── Records supplied ──

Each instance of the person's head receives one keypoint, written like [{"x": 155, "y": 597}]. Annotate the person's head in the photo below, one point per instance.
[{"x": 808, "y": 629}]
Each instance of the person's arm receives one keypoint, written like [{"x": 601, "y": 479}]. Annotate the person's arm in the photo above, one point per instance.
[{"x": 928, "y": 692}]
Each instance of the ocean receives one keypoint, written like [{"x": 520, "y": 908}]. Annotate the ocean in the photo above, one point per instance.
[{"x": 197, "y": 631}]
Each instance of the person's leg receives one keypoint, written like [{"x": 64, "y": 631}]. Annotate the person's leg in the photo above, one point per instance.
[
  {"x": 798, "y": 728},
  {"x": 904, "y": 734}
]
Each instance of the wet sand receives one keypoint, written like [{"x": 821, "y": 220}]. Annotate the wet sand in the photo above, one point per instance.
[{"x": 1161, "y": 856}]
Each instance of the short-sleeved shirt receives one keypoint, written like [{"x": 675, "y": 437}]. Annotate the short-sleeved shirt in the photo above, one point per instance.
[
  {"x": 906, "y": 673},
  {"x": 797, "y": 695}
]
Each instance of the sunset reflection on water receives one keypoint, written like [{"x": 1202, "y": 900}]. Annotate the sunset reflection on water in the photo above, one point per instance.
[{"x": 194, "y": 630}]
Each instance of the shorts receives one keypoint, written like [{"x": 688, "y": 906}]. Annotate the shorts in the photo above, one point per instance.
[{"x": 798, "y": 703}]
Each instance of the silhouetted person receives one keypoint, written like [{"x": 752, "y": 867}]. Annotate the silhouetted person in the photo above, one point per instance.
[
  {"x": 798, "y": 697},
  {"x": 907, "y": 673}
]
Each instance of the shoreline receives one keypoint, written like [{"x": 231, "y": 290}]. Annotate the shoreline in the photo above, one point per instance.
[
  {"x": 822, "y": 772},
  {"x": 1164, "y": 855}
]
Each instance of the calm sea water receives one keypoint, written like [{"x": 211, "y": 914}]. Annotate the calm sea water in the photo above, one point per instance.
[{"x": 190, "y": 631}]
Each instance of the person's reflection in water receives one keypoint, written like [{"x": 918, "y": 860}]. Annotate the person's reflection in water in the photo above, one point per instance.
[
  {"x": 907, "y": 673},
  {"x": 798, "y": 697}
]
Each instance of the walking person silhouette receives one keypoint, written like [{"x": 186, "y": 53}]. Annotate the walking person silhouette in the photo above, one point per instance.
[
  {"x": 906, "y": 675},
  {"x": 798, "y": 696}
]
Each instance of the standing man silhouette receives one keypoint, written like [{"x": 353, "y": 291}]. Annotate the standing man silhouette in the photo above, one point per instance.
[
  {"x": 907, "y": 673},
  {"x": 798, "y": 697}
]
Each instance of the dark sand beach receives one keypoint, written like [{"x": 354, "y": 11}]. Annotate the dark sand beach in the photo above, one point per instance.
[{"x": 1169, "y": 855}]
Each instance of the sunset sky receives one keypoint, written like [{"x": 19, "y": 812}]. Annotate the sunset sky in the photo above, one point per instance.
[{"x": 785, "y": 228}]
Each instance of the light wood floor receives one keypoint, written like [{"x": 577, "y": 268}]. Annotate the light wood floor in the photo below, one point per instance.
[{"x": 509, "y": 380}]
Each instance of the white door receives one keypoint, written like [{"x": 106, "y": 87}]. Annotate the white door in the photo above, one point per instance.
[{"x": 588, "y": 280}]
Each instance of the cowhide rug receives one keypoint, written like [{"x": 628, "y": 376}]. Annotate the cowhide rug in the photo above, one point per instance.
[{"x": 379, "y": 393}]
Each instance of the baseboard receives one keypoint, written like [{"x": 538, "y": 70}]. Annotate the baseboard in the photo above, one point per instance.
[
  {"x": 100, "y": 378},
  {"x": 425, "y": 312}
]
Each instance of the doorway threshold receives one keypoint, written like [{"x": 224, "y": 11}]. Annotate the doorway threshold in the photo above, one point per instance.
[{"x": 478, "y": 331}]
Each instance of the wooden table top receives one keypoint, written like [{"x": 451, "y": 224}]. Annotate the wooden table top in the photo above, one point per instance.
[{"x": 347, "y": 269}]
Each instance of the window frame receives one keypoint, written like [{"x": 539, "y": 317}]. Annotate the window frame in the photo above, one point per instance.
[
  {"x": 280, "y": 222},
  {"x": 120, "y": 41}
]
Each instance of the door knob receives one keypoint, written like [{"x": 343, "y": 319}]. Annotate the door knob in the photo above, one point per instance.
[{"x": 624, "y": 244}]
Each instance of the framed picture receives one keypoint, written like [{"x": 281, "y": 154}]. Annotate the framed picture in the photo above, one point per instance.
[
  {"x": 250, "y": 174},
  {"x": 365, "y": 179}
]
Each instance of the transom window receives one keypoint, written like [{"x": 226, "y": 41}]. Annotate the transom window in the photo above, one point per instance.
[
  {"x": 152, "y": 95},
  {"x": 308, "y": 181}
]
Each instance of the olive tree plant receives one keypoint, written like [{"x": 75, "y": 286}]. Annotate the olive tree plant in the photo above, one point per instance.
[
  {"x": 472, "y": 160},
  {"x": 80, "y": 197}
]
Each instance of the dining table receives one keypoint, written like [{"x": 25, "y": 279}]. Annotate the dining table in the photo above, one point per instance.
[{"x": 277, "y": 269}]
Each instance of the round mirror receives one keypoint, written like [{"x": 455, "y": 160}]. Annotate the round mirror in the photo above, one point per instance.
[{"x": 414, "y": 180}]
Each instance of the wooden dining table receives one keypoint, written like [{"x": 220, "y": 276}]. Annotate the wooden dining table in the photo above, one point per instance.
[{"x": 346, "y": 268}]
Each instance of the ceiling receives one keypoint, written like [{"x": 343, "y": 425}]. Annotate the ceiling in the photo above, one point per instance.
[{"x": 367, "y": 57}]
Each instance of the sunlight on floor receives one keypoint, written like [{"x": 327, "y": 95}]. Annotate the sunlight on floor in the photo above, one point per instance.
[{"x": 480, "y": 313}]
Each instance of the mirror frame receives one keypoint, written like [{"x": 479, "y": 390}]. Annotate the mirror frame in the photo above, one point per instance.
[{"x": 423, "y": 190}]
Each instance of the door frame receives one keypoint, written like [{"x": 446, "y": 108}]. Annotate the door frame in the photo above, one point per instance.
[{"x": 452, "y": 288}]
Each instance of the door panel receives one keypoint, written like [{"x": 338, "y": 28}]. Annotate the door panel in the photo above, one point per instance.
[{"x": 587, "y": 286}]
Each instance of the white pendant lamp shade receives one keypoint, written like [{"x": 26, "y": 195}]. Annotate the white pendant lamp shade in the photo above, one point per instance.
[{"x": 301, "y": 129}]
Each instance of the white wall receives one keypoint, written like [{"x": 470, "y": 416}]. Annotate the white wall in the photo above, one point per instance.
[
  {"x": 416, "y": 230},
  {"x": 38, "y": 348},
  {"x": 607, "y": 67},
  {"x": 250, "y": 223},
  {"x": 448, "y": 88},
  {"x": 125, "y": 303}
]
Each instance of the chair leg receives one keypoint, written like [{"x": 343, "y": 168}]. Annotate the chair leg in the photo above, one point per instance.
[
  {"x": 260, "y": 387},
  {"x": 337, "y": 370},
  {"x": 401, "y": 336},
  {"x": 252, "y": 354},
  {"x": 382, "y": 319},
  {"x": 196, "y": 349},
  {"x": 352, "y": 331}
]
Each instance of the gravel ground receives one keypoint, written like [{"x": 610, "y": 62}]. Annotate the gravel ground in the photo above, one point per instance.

───

Exercise goal:
The job here is to write out all the entries again exactly.

Answer box:
Each instance of the person's head receives one keypoint, written like [{"x": 155, "y": 597}]. Annotate the person's head in the photo below, one point per instance.
[{"x": 808, "y": 629}]
Each instance of the person's arm receives one keypoint, written like [{"x": 601, "y": 479}]. Annotate the person's arm in the photo above, one point per instance.
[{"x": 928, "y": 692}]
Each instance of the ocean receives one keypoint, written like [{"x": 520, "y": 908}]. Annotate the ocean in the photo above, one point per instance.
[{"x": 197, "y": 631}]
Each instance of the person's leg receives one keypoint, written like [{"x": 64, "y": 631}]. Annotate the person's leg in the photo above, one point per instance.
[
  {"x": 798, "y": 728},
  {"x": 904, "y": 734}
]
Each instance of the wet sand receives one keypoint, written like [{"x": 821, "y": 220}]. Annotate the wet sand in the photo above, one point per instance.
[{"x": 1161, "y": 856}]
Each instance of the short-sleeved shirt receives one keypoint, written like [{"x": 675, "y": 437}]. Annotate the short-sleeved shirt in the photo above, one point per instance.
[
  {"x": 906, "y": 673},
  {"x": 797, "y": 695}
]
Each instance of the sunset reflection on water receives one keypoint, written like [{"x": 1202, "y": 900}]. Annotate the sunset reflection on water in the photo above, one point per instance.
[{"x": 194, "y": 630}]
Each instance of the shorts receives one keypoint, written like [{"x": 688, "y": 906}]. Annotate the shorts in the photo above, one point per instance.
[{"x": 798, "y": 703}]
Each instance of the silhouetted person receives one keypoint, written like [{"x": 752, "y": 867}]. Annotate the silhouetted person in the photo above, one point per instance.
[
  {"x": 798, "y": 697},
  {"x": 907, "y": 673}
]
Each instance of the shoreline receives one keypoint, written like [{"x": 231, "y": 290}]. Annotate the shoreline in the photo above, one point per instance.
[
  {"x": 822, "y": 772},
  {"x": 1164, "y": 855}
]
Each instance of the calm sea water receives one keypoint, written like [{"x": 211, "y": 914}]. Annotate the calm sea water in the photo above, one point per instance.
[{"x": 190, "y": 631}]
Each instance of the person's reflection in water receives one keypoint, written like [{"x": 918, "y": 860}]. Annotate the person's reflection in water in the photo above, one point per instance.
[
  {"x": 907, "y": 673},
  {"x": 798, "y": 697}
]
Each instance of the walking person silhouette receives one keypoint, written like [{"x": 186, "y": 53}]. Annotate the walking person silhouette in the photo above, one point per instance.
[
  {"x": 906, "y": 675},
  {"x": 798, "y": 696}
]
Each instance of the standing man silhouette receives one keypoint, written like [{"x": 353, "y": 291}]. Annotate the standing man silhouette in the photo above, one point per instance.
[
  {"x": 907, "y": 673},
  {"x": 798, "y": 697}
]
Each instance of the dark sand beach receives one keypoint, written like [{"x": 354, "y": 11}]. Annotate the dark sand beach in the photo above, one point per instance.
[{"x": 1169, "y": 855}]
Each instance of the sunset sky receives one keypoint, written like [{"x": 19, "y": 812}]. Annotate the sunset sky in the photo above, one point per instance.
[{"x": 785, "y": 228}]
Each instance of the light wood floor receives one keypoint, written like [{"x": 577, "y": 268}]. Annotate the light wood floor in the photo below, one point per instance.
[{"x": 509, "y": 380}]
Each instance of the white door receives one keypoint, written like [{"x": 106, "y": 87}]. Annotate the white door in the photo above, one point per instance.
[{"x": 588, "y": 280}]
Each instance of the cowhide rug receives one keypoint, written like [{"x": 628, "y": 376}]. Annotate the cowhide rug in the photo above, one point per instance.
[{"x": 379, "y": 393}]
Each instance of the baseboard receives one keypoint, written like [{"x": 538, "y": 70}]. Annotate the baseboard in the photo above, one point per instance.
[
  {"x": 100, "y": 378},
  {"x": 425, "y": 312}
]
Each instance of the doorway threshold receives one keypoint, written like [{"x": 224, "y": 11}]. Annotate the doorway threshold in the photo above, one point per instance.
[{"x": 478, "y": 331}]
Each instance of the wooden table top receives one keypoint, written like [{"x": 451, "y": 224}]. Annotate the wooden table top in the photo above, one point per instance.
[{"x": 347, "y": 269}]
Each instance of the window frame receives one keypoint, written like [{"x": 539, "y": 317}]. Annotate the window frame in the photo above, one point per instance.
[
  {"x": 280, "y": 222},
  {"x": 120, "y": 41}
]
Each instance of the door knob receives one keypoint, written like [{"x": 343, "y": 319}]. Annotate the door knob in the photo above, one point per instance.
[{"x": 624, "y": 244}]
Each instance of the framed picture receives one keypoint, written like [{"x": 281, "y": 154}]. Annotate the framed picture in the photo above, one point per instance.
[
  {"x": 250, "y": 174},
  {"x": 365, "y": 179}
]
Each instance of the transom window receives one keypoint, written like [{"x": 226, "y": 41}]. Annotate the transom window in the photo above, one point per instance.
[
  {"x": 152, "y": 95},
  {"x": 308, "y": 181}
]
Each instance of the olive tree plant receives one keypoint, written like [{"x": 75, "y": 286}]. Annotate the olive tree plant in the photo above, one point per instance.
[
  {"x": 472, "y": 160},
  {"x": 80, "y": 197}
]
Each instance of the dining table receives one keypoint, written like [{"x": 25, "y": 279}]. Annotate the dining table in the photo above, one point per instance.
[{"x": 277, "y": 269}]
Each instance of the round mirror receives one keypoint, written like [{"x": 455, "y": 160}]. Annotate the round mirror in the photo above, one point per instance.
[{"x": 414, "y": 180}]
Each instance of the wooden dining table receives one keypoint, written like [{"x": 220, "y": 276}]. Annotate the wooden dining table in the photo above, one point per instance.
[{"x": 346, "y": 268}]
Each instance of the ceiling receives one keypoint, written like [{"x": 343, "y": 425}]. Annotate the ceiling in the photo above, one point per instance.
[{"x": 367, "y": 57}]
Each instance of the sunlight on floor receives one keypoint, written like [{"x": 327, "y": 95}]. Annotate the sunlight on floor in the photo above, one point per instance.
[{"x": 480, "y": 313}]
Each instance of the mirror frame receives one keypoint, written like [{"x": 479, "y": 390}]. Annotate the mirror frame in the photo above, one point per instance.
[{"x": 423, "y": 190}]
Each instance of the door frame receives one keypoint, written like [{"x": 446, "y": 108}]. Annotate the door frame in the photo above, one point per instance.
[{"x": 452, "y": 288}]
Each instance of the door panel receives one keypoint, written like [{"x": 338, "y": 28}]. Annotate the door panel in the photo above, one point per instance.
[{"x": 587, "y": 286}]
Each instance of the white pendant lamp shade receives one keypoint, written like [{"x": 26, "y": 195}]. Annotate the white pendant lamp shade in the photo above, one point per instance.
[{"x": 301, "y": 129}]
Each instance of the white wall receives one keypoint, written like [{"x": 470, "y": 416}]. Annotate the white wall in the photo above, one point per instance.
[
  {"x": 416, "y": 230},
  {"x": 38, "y": 348},
  {"x": 607, "y": 67},
  {"x": 250, "y": 223},
  {"x": 448, "y": 88},
  {"x": 125, "y": 303}
]
Each instance of the chair leg receives one keypoint, written like [{"x": 343, "y": 168}]. Annotate the chair leg in the photo above, one point per instance.
[
  {"x": 260, "y": 387},
  {"x": 337, "y": 370},
  {"x": 401, "y": 336},
  {"x": 252, "y": 354},
  {"x": 382, "y": 319},
  {"x": 196, "y": 349},
  {"x": 352, "y": 331}
]
Each instance of the gravel ground receives one keypoint, written like [{"x": 610, "y": 62}]. Annotate the gravel ground in the photo above, one point per instance.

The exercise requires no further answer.